# SELECTED TEXT
[Start]

September 1st marks the start of “Creed Taylor Month” – an annual tradition started by A&M/CTI in Canada in 1968. It’s something interesting to observe each year, even though Taylor month was October in America. For background and details see the entry embedded at the bottom of this post.

This year, I thought it also worth remembering that on September 1st, 1950 – legendary African-American blues and folks singer Josh White read the entire lyrics to Billie Holiday’s “Strange Fruit” into the record of the House Committee on Un-American Activities or HUAC. What does this have to do with Creed Taylor? Read on.

Josh White has a long and storied history as a blues and folk singer. White was called to testify before HUAC as a “friendly witness”, which simply meant he attended voluntarily. This went against the advice of many, including noted activist and folk singer Pete Seeger. White in his testimony didn’t criticize Paul Robeson, but did clearly state why Robeson didn’t speak for him or “a whole race’. It took me a while to track down a full transcription of White’s testimony, It is included below.

[End]

# STATED GOAL A
Answer these questions using the post:
(i) Who started "Creed Taylor Month," and in what year?
(ii) In which month was Taylor month held in America?
(iii) What did Josh White read into the record of the House Committee on Un-American Activities on September 1st, 1950?
# STATED GOAL B
Reproduce the stretch of the post from "This year, I" through "Taylor? Read on." word for word.
The entries that come next are separate material, unrelated to the post.

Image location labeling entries
[Start]

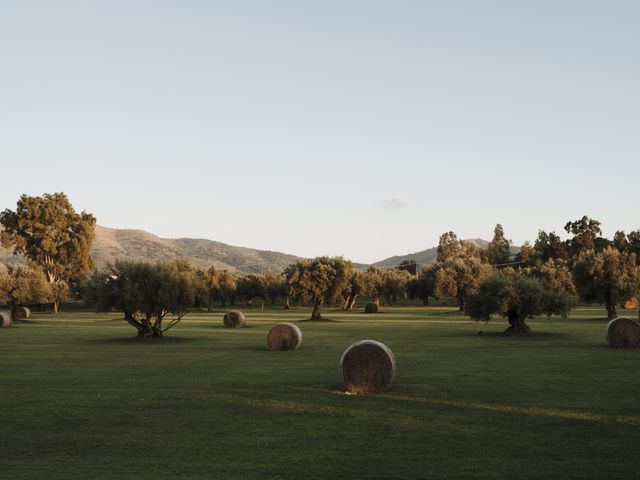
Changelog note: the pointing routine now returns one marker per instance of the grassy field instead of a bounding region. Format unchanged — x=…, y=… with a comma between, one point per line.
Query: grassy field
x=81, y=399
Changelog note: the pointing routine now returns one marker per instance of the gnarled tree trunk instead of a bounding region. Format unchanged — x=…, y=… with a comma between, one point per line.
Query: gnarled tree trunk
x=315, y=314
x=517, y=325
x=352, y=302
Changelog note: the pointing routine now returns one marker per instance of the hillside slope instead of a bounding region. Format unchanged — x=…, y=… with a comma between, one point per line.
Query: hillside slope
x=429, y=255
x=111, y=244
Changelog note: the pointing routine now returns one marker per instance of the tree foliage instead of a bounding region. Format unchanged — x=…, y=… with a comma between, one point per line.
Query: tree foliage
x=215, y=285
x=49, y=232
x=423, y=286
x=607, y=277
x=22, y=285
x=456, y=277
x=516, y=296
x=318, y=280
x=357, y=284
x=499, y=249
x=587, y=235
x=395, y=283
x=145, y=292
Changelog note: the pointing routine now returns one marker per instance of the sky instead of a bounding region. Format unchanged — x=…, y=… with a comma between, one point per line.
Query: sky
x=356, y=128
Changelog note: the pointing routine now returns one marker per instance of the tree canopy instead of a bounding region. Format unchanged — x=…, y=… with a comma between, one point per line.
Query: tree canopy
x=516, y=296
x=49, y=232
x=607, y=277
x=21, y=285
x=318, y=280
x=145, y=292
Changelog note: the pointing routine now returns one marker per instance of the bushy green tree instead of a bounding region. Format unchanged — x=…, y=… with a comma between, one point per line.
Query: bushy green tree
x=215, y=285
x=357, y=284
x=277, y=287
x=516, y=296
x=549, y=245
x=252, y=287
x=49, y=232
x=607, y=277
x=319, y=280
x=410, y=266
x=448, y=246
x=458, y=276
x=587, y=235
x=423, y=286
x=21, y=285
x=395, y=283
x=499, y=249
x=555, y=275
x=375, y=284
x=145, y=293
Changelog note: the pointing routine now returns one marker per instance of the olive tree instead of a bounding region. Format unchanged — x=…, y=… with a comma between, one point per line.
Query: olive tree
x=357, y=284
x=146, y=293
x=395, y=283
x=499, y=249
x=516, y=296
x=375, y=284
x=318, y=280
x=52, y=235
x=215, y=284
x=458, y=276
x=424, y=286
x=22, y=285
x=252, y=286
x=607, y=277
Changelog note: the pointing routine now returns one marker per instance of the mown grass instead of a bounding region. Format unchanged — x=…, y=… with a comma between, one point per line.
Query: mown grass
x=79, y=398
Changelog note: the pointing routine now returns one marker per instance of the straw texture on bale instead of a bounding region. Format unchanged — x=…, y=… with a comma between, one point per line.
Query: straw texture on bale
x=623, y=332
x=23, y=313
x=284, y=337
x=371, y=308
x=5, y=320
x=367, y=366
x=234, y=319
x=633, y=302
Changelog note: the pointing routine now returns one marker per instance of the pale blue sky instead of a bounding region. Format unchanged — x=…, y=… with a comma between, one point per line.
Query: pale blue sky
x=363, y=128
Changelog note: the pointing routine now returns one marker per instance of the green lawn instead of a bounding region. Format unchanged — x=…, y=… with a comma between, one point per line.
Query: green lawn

[End]

# FULL SOLUTION A
(i) A&M/CTI in Canada, in 1968.
(ii) October.
(iii) The entire lyrics to Billie Holiday's "Strange Fruit."

# FULL SOLUTION B
This year, I thought it also worth remembering that on September 1st, 1950 – legendary African-American blues and folks singer Josh White read the entire lyrics to Billie Holiday’s “Strange Fruit” into the record of the House Committee on Un-American Activities or HUAC. What does this have to do with Creed Taylor? Read on.